──────── EXTRACT

We can use casework to solve this problem. 

 

First, le'ts consider cases with \(4-0-0\), where all 4 balls are in one box. 

Since each box is indistinguiashable, there is only 1 way to complete this. 

 

Second, let's consider cases with \(3-1-0\)

We can calculate this by using \(4 \choose 1 \), so there are 4 ways. 

 

Third, let's consider cases with \(2-2-0\)

There are \(4 \choose 2\) ways to complete this, so there are 6 cases. 

 

Lastly, we have \(2-1-1\)

We have \(4 \choose 2 \) ways, to do this, so 6 additional cases. 

 

Now, we add all of these up. We get \(1 + 4 + 6 + 6 = 17\)

 

So our final answer is 17. 

 

Thanks! :)

 Jun 16, 2024
 #2
avatar+52 
+1

Sorry, that is not correct. Thanks for trying.

 

The correct solution is this:

 

For the 4, 0, 0 distribution we have only 1 way.

 

For the 3, 1, 0 distribution we have 4 ways.

 

The 2, 2, 0 distribtution is where NotThatSmart makes a mistake. It would appear to be \(4 \choose 2\) = 6 ways, but there is double counting. For example, choosing balls 1 and 3 leads to the same split as choosing balls 2 and 4. So, for the 2, 2, 0 distribution there are only 3 ways, making the total amount 14 ways.

────────────────
──────── ENTRIES SHOWN

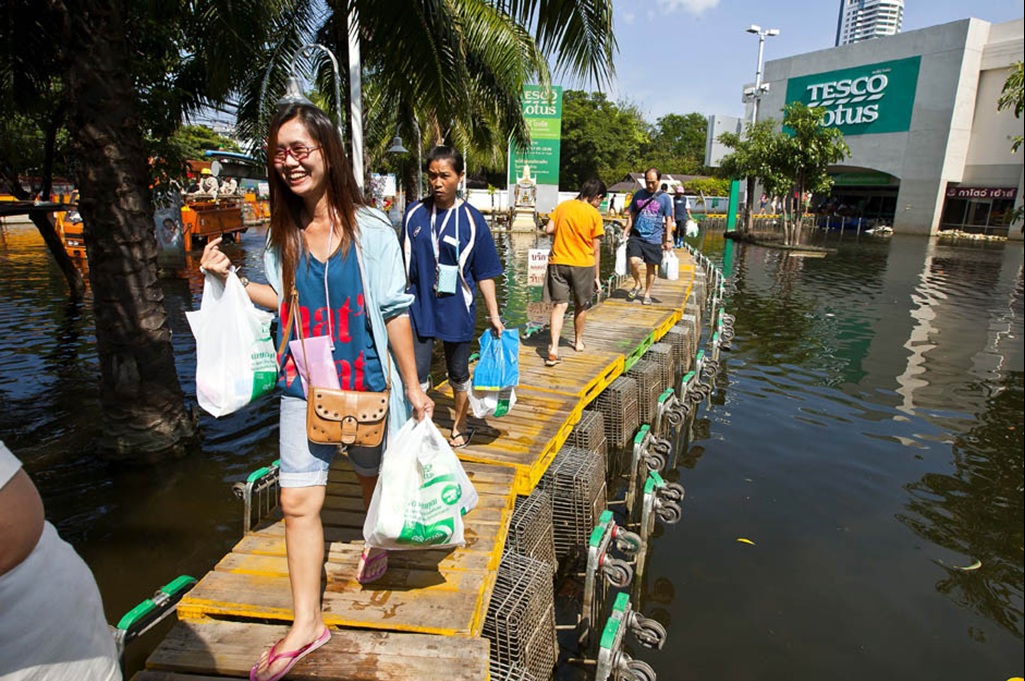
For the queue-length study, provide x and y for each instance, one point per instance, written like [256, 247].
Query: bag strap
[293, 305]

────────────────
──────── ENTRIES SHOWN

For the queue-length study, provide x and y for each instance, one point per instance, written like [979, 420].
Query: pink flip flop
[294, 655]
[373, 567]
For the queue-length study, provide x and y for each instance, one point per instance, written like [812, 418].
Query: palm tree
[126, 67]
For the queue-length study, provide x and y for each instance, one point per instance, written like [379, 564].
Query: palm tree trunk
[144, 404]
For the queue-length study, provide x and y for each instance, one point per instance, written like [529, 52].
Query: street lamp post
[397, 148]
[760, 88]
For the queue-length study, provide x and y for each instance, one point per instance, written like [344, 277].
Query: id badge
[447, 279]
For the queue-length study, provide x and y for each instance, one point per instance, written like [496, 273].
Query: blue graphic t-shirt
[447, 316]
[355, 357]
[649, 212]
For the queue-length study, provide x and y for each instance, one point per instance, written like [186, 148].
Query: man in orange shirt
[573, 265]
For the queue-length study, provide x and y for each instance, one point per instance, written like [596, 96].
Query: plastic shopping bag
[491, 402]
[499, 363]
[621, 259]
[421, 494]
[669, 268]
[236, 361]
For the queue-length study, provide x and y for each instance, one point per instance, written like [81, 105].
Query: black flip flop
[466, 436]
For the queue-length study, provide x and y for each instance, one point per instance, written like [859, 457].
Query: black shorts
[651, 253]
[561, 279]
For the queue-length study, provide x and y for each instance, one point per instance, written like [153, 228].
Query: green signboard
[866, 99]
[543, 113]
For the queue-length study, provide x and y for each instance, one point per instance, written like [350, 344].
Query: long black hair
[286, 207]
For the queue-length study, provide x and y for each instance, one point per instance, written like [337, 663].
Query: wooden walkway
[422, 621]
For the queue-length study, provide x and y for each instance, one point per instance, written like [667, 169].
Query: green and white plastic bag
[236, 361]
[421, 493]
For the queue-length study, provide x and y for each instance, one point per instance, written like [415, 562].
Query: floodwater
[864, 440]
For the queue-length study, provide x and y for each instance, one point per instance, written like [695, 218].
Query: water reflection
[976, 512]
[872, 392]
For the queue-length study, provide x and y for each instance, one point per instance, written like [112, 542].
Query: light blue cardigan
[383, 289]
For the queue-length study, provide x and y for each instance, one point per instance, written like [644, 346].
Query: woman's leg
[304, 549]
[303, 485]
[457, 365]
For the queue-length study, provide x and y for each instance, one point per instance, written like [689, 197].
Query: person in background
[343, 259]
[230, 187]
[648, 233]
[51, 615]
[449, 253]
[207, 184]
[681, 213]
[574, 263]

────────────────

JOBS:
1. List every distribution of the four balls among the boxes that the ball-distribution thread considers as a case.
2. Return the ball-distribution thread's wording from "Second, let's consider" up to and including "consider cases with \(2-2-0\)".

TASK-BY-TASK RESULTS:
1. 4-0-0, 3-1-0, 2-2-0, 2-1-1

2.
Second, let's consider cases with \(3-1-0\)

We can calculate this by using \(4 \choose 1 \), so there are 4 ways. 

 

Third, let's consider cases with \(2-2-0\)